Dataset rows
■ ■ ■ ■

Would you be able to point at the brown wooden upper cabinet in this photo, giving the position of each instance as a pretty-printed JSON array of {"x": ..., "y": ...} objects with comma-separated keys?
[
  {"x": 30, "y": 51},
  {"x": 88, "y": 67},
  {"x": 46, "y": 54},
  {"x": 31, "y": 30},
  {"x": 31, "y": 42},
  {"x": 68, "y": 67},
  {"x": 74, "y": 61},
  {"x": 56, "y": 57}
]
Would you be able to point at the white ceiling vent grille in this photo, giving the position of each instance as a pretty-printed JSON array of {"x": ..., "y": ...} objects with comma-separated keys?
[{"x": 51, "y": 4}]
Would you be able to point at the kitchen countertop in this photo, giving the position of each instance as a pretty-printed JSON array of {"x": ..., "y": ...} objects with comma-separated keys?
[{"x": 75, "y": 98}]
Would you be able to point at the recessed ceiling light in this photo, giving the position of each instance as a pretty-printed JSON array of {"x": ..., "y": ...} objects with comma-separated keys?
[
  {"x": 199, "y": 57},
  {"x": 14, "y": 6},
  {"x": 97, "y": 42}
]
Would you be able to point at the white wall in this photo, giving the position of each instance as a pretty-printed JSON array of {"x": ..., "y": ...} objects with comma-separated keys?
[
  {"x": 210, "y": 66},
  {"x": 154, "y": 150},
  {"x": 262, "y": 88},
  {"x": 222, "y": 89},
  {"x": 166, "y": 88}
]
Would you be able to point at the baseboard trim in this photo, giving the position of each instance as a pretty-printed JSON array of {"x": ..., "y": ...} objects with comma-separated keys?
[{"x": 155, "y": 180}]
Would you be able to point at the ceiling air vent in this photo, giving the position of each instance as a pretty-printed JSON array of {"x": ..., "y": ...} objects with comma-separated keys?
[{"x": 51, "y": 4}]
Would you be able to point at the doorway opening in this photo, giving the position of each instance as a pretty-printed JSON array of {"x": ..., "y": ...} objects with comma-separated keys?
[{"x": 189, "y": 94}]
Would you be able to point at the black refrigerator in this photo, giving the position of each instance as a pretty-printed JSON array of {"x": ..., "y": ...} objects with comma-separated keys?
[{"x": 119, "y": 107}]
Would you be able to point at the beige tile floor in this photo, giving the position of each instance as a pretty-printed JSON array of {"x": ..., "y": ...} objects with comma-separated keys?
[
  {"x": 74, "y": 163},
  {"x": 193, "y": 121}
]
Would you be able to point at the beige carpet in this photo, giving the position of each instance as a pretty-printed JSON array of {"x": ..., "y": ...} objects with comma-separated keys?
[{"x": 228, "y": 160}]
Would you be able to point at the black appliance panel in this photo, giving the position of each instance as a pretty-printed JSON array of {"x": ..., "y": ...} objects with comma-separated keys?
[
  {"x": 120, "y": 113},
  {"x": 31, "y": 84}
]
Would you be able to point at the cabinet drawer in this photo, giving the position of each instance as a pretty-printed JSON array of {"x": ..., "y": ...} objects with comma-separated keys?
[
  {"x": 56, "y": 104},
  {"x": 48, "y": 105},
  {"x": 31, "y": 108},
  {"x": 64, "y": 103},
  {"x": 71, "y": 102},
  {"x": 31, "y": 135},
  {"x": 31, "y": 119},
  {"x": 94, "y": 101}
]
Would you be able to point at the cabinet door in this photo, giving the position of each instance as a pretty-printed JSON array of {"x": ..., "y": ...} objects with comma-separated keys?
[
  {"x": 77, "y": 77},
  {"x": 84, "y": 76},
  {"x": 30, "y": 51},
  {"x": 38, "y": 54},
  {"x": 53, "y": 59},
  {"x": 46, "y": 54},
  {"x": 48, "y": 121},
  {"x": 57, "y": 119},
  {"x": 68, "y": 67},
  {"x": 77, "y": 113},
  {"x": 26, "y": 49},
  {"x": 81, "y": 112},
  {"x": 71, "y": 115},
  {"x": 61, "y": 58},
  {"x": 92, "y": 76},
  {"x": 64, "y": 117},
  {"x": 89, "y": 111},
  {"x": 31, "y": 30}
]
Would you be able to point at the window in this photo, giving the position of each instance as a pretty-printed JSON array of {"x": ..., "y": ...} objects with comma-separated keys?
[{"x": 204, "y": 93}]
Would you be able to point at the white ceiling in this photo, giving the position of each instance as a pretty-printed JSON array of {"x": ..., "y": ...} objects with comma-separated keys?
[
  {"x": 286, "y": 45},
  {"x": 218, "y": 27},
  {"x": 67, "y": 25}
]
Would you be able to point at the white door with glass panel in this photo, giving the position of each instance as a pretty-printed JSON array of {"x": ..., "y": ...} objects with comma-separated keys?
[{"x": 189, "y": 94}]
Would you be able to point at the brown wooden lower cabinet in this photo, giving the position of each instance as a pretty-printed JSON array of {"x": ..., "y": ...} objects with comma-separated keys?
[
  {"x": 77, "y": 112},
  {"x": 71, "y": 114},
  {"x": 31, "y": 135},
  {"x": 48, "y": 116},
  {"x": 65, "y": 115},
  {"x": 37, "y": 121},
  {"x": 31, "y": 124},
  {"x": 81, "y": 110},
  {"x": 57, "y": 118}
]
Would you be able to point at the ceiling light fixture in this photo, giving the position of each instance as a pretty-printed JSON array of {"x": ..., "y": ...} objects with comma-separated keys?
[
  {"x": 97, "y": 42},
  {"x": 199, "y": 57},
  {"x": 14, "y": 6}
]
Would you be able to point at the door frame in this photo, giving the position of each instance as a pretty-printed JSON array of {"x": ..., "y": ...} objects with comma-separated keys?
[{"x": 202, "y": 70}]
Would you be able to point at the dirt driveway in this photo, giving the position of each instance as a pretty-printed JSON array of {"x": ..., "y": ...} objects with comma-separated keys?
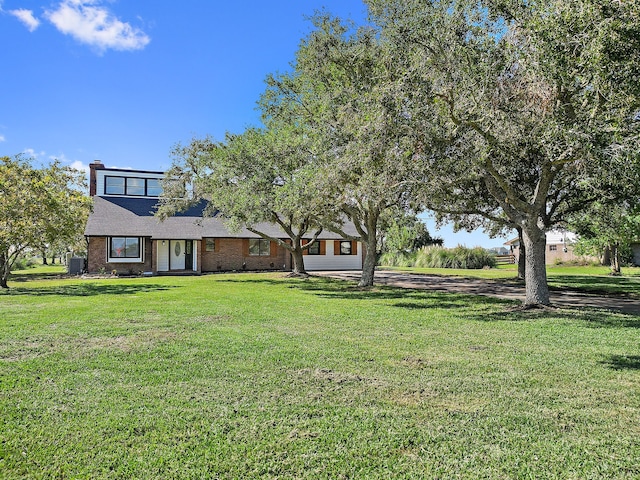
[{"x": 492, "y": 288}]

■ ■ ■ ■

*PROBLEM DETAILS*: Leave the pictures out and reproduce each record exactly as written.

*ANSWER FOR THE TASK*:
Would you be able to point at the brown wooden upper cabinet in this photo, giving the position of each instance as a pretty-printed JSON array of {"x": ..., "y": ...} objects with comma-separated keys?
[
  {"x": 30, "y": 51},
  {"x": 88, "y": 67},
  {"x": 46, "y": 54},
  {"x": 31, "y": 30},
  {"x": 31, "y": 42},
  {"x": 68, "y": 67},
  {"x": 74, "y": 61},
  {"x": 56, "y": 57}
]
Would you be able to point at the white ceiling vent grille in this photo, giving the position of each instance as a pretty-printed JSON array of {"x": ..., "y": ...} objects with comma-separated keys?
[{"x": 51, "y": 4}]
Would you be able to point at the kitchen countertop in this photo, giving the position of each instance as a pretty-printed JSON array of {"x": ..., "y": ...} objects with comma-separated keys?
[{"x": 75, "y": 98}]
Would you be able to point at the recessed ceiling light in this photo, giving the position of each instance as a pretty-printed JSON array of {"x": ..., "y": ...} objects with comma-separated keys?
[
  {"x": 199, "y": 57},
  {"x": 14, "y": 6},
  {"x": 97, "y": 42}
]
Would you be able to point at the white wall in this photo, giving the position of each instance as a pretty-printed JSON array of {"x": ..., "y": ...} objects with comma-separated keys?
[
  {"x": 210, "y": 66},
  {"x": 154, "y": 150},
  {"x": 262, "y": 88},
  {"x": 222, "y": 89},
  {"x": 166, "y": 88}
]
Would you be able to point at the baseboard trim in this photo, giving the position of each instance as a pretty-printed JSON array of {"x": ..., "y": ...} objects with comma-separated keys?
[{"x": 155, "y": 180}]
Would you be able to point at the ceiling air vent in this photo, giving the position of each instance as a pretty-printed JSON array of {"x": ..., "y": ...} objects with comma-separated keys?
[{"x": 51, "y": 4}]
Would you be able to point at the doorway opening in this photo, giving the position of each instance as a pretty-printed JSON array of {"x": ..., "y": ...} objects with comma-separated keys?
[{"x": 189, "y": 94}]
Would you be able to point at the black refrigerator in this photo, giving the position of each instance as a pretty-printed JSON array of {"x": ..., "y": ...} objects with comma-separated keys?
[{"x": 119, "y": 107}]
Would you be able to point at the beige tile floor in this photo, giving the position of each instance as a pretty-printed JSON array of {"x": ..., "y": ...} objects with comma-separated keys?
[
  {"x": 74, "y": 163},
  {"x": 193, "y": 121}
]
Would you be able to point at the beige carpet in this photo, giving the position of each instance as a pretty-printed JSON array of {"x": ..., "y": ...} objects with comma-separated keys?
[{"x": 228, "y": 160}]
Would you be able to point at the black appliance panel in this photo, giving the position of each instance as a pretty-printed JSON array of {"x": ..., "y": ...} objects with comma-separated keys?
[
  {"x": 120, "y": 113},
  {"x": 31, "y": 84}
]
Would you be able to point at the cabinet drawer in this photo, giving the position of each instance as a pretty-printed JSON array of {"x": ..., "y": ...} objects with comma-separated keys?
[
  {"x": 56, "y": 104},
  {"x": 48, "y": 105},
  {"x": 31, "y": 108},
  {"x": 64, "y": 103},
  {"x": 71, "y": 102},
  {"x": 31, "y": 135},
  {"x": 31, "y": 119},
  {"x": 94, "y": 101}
]
Would you be able to point at the cabinet door in this photo, giving the position of each instance as a pretty-printed JSON array of {"x": ..., "y": ...} objects with comma-separated keys?
[
  {"x": 77, "y": 77},
  {"x": 84, "y": 76},
  {"x": 30, "y": 51},
  {"x": 38, "y": 54},
  {"x": 53, "y": 59},
  {"x": 46, "y": 54},
  {"x": 48, "y": 121},
  {"x": 57, "y": 119},
  {"x": 68, "y": 67},
  {"x": 77, "y": 113},
  {"x": 26, "y": 49},
  {"x": 81, "y": 112},
  {"x": 71, "y": 115},
  {"x": 61, "y": 58},
  {"x": 92, "y": 76},
  {"x": 64, "y": 117},
  {"x": 89, "y": 111},
  {"x": 31, "y": 30}
]
Would you be able to point at the window in this photo, giving the position of each instance as a pretty-printed JSON array of {"x": ..., "y": ...} objects with comma-separated keys?
[{"x": 204, "y": 93}]
Would you be able to point at the white ceiling in this photo, giving the position of each instance as a pretty-printed JSON array of {"x": ..., "y": ...} objects with comma-separated keys?
[
  {"x": 286, "y": 45},
  {"x": 218, "y": 27},
  {"x": 67, "y": 25}
]
Would you be able to point at the white door with glass panel in this photo, giving the position of each instance as a pretty-printed JSON array of {"x": ..., "y": ...} objects with comma-separated keys?
[{"x": 189, "y": 94}]
Would you be able to point at the brown wooden lower cabinet in this photo, giving the position of each instance as a pretty-printed JSON array of {"x": ..., "y": ...} objects with comma-separated keys?
[
  {"x": 77, "y": 112},
  {"x": 71, "y": 114},
  {"x": 31, "y": 135},
  {"x": 48, "y": 116},
  {"x": 65, "y": 115},
  {"x": 37, "y": 121},
  {"x": 31, "y": 124},
  {"x": 81, "y": 110},
  {"x": 57, "y": 118}
]
Would you be able to point at the ceiling light fixture in this photo, giving the position of each instance as a pretty-printed JSON array of {"x": ..., "y": ...} objects with comma-separated keys?
[
  {"x": 97, "y": 42},
  {"x": 199, "y": 57},
  {"x": 14, "y": 6}
]
Would you be able to point at the door frame in this photo, giving the position of each instance as a pretty-printed JSON array of {"x": ..., "y": ...} objects with comma-separated keys?
[{"x": 202, "y": 70}]
Would you be able to point at the dirt driveway in this photo, giving the position of each instance as a pretty-printed JSON array of {"x": ..., "y": ...} objects with comma-separated keys?
[{"x": 492, "y": 288}]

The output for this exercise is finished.